DIRECTIONS FOR THIS TASK
Could you please output all of the data exactly, without the images?

[SOURCE MATERIAL — start]

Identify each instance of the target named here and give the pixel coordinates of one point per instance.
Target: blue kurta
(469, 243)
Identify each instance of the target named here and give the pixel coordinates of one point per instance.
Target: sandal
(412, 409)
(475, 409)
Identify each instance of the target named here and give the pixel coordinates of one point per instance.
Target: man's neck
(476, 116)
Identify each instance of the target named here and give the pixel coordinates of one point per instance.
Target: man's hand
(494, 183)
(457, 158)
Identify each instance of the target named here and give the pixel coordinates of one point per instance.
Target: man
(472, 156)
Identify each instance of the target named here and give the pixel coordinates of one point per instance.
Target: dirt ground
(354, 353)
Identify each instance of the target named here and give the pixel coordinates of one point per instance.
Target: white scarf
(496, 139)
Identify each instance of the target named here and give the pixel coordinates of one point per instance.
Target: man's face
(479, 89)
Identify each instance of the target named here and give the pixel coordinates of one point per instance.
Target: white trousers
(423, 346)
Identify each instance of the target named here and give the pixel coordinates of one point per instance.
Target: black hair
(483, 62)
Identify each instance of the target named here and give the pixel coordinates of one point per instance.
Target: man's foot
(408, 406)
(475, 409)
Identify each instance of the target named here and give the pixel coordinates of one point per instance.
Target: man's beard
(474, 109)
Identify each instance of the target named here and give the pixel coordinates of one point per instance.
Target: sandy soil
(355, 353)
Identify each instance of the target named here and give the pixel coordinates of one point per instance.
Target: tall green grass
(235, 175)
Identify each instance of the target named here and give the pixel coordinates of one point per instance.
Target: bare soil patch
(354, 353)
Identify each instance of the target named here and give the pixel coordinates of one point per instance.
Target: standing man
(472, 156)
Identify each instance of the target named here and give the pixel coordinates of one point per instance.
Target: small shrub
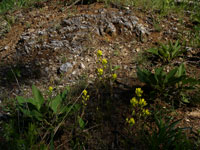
(167, 52)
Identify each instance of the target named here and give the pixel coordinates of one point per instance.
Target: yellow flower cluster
(138, 105)
(145, 112)
(85, 97)
(100, 71)
(138, 92)
(50, 88)
(114, 76)
(99, 53)
(130, 121)
(104, 62)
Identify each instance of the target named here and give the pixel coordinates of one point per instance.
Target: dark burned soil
(52, 45)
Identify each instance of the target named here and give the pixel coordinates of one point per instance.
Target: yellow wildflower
(85, 97)
(142, 102)
(99, 53)
(138, 92)
(146, 112)
(104, 61)
(50, 88)
(131, 121)
(100, 71)
(134, 101)
(84, 92)
(114, 76)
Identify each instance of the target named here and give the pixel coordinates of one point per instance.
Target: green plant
(166, 135)
(167, 52)
(37, 118)
(164, 83)
(105, 73)
(138, 108)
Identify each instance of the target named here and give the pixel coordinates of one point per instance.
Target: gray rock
(65, 67)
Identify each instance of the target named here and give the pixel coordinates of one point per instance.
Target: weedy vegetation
(105, 114)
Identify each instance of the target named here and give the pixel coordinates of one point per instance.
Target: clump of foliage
(37, 120)
(166, 83)
(167, 52)
(166, 135)
(138, 111)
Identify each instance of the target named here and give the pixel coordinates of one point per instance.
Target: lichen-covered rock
(74, 32)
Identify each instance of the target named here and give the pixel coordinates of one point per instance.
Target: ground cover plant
(131, 94)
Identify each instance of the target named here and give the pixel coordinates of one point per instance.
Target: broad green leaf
(55, 103)
(153, 51)
(37, 97)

[SOURCE MATERIAL — finish]

OUTPUT BELOW
Identify each instance of the target named here and give the pixel coordinates of one point per instance.
Target: blue kurta
(469, 243)
Identify each instance of the target named here and give the pixel coordinates of one point per instance.
Target: sandal
(412, 409)
(475, 409)
Identify each instance of the target named here and give the pixel coordinates of one point per instance.
Target: man's neck
(476, 116)
Identify each instance of the target named here and give the pixel coordinates of one point per instance.
Target: man's hand
(494, 183)
(457, 158)
Identify each instance of the target named here and give the pixel coordinates of one point per instance.
Target: man
(472, 156)
Identify each instance of the target named here and give the pixel coordinates of one point per instance.
Target: dirt ground
(354, 353)
Identify each instance of the target named here and give the pixel coordinates of one point per instance.
Target: white scarf
(496, 139)
Identify each instance of the target named here and give the pixel coordinates of one point per instance.
Target: man's face
(479, 89)
Identify each instance of the target named here and give the pixel coordinates of one point per instance.
Target: white trousers
(423, 346)
Identify each instance of the target named here and give the pixel coordinates of one point per instance.
Target: black hair
(483, 62)
Identify each instance of the target named here and give the pixel coordinates of one point per instance.
Target: man's foot
(408, 406)
(475, 409)
Identify each instance of the target named here and give the pixel coordinates of one point per instance.
Target: man's beard
(474, 109)
Identify each instance of the target named here and give the pixel coordinates of one point per instance.
Target: sandy soil
(355, 353)
Identify each instance of the target named here and give the pixel coordinates of one point per instance.
Target: tall green grass
(235, 175)
Identify each instance of the target named here and give the pixel coordinates of one point per instance.
Target: bare soil patch
(354, 353)
Identify each instance of the target named here and give the pixel coordinates of one point per instance.
Target: standing man
(472, 156)
Identify each instance of the target named here and give the pixel coordinates of one point per instance.
Target: small shrub
(167, 52)
Identify each instance of the target named here and give the pixel coordinates of one point per instance.
Target: yellow flower cluster
(138, 105)
(145, 112)
(85, 97)
(100, 71)
(138, 92)
(50, 88)
(114, 76)
(99, 53)
(130, 121)
(104, 62)
Identify each instance of the target named here and give the pixel coordinates of one point per instance.
Target: dark burned soil
(52, 45)
Identify each instance of the target named here and give the pixel coordinates of one point per instance.
Target: yellow wildflower
(85, 97)
(142, 102)
(99, 53)
(138, 92)
(146, 112)
(104, 61)
(50, 88)
(131, 121)
(100, 71)
(134, 101)
(84, 92)
(114, 76)
Identify each instance of the target named here and give the pixel coordinates of one point per instance.
Target: green plant
(166, 135)
(167, 52)
(37, 118)
(164, 83)
(105, 73)
(138, 108)
Identify each instance of the target named here and give the pixel coordinates of one point per instance.
Target: gray rock
(65, 67)
Identify each instance of the target named here and give the pixel coordinates of one point per instance.
Target: weedy vegetation
(105, 114)
Identify each instance of the target named here and give the pixel coordinates of one point per instance.
Target: clump of foliage
(37, 120)
(166, 83)
(167, 52)
(166, 135)
(138, 111)
Identify each instance of the target named here and give the pixel coordinates of one point per instance.
Target: lichen-covered rock
(74, 32)
Identify each instance of the target named here and give the pixel coordinates of one point per instance.
Target: ground cover plant
(131, 94)
Identify each instance of the target named here and give the pixel coordinates of one point per instance.
Target: broad green leaf
(55, 103)
(153, 51)
(37, 97)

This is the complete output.